Reading text:
..............................

OpenAI has committed to over $10 billion in chip and cloud infrastructure deals, strategically bypassing major tech players like Intel, Google, and Amazon to avoid reliance and accelerate scaling. This move is a deliberate effort to diversify its hardware supply chain and maintain control over its AI development stack.
The cornerstone of this strategy is a newly signed $10 billion agreement with chipmaker Cerebras, which plans to go public. OpenAI will utilize 750 megawatts of Cerebras chips through 2028 to power its large language models and intensive workloads. This follows a massive $1.4 trillion infrastructure initiative last year that involved partnerships with Nvidia, AMD, and Broadcom, contributing to OpenAI's private market valuation reaching $500 billion.
Despite Nvidia CEO Jensen Huang's recent statement that "Everything that OpenAI does runs on Nvidia today," OpenAI is spreading its bets. In September, Nvidia committed $100 billion to help build 10 gigawatts of systems for OpenAI, an energy equivalent to powering 8 million homes annually, requiring an estimated 4 to 5 million GPUs. However, just hours after this announcement, OpenAI revealed a separate 10-gigawatt chip deal with Broadcom. These are custom AI accelerators, known as XPUs, co-developed with OpenAI for over a year. The Broadcom deal significantly boosted its market value to over $1.6 trillion.

..............................

Problems to work on:
1. Answer these questions from the text on OpenAI's chip deals:
(a) How many megawatts of Cerebras chips will OpenAI use, and through what year?
(b) In September, how much did Nvidia commit, and how many gigawatts of systems was it meant to help build?
(c) What are the custom AI accelerators in the Broadcom deal called?
2. Write a further paragraph for the text on OpenAI's chip deals, picking up after its final sentence.

Dataset entries:
..............................

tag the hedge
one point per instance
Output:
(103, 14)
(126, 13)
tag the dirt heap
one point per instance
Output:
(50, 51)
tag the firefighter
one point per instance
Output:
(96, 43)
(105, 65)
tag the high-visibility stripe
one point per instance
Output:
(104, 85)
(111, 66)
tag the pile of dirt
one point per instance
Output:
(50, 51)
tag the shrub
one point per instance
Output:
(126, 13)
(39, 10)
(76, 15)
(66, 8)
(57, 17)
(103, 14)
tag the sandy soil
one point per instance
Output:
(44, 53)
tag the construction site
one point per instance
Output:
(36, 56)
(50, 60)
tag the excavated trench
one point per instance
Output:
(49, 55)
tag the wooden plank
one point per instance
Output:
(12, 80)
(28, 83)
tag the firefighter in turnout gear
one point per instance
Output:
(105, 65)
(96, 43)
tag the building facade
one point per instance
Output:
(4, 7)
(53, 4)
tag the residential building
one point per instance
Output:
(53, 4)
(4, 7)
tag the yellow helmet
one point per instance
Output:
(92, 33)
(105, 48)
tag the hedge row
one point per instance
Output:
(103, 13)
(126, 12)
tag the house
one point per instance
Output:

..............................

Answer section:
1.
(a) 750 megawatts, through 2028.
(b) $100 billion, for 10 gigawatts of systems.
(c) XPUs.

2.
Meanwhile, other tech giants are largely sidelined. While OpenAI signed a $38 billion cloud deal with Amazon Web Services (AWS) in November, there is no commitment to use Amazon's proprietary Inferentia or Trainium chips. Similarly, a capacity deal with Google Cloud does not include the use of Google's Tensor Processing Units (TPUs), a refusal that stands even with Broadcom's involvement in manufacturing those chips. Intel, which passed on an early chance to invest and supply chips, is now trailing, with its new Crescent Island AI inference chip not slated for sampling until late 2026.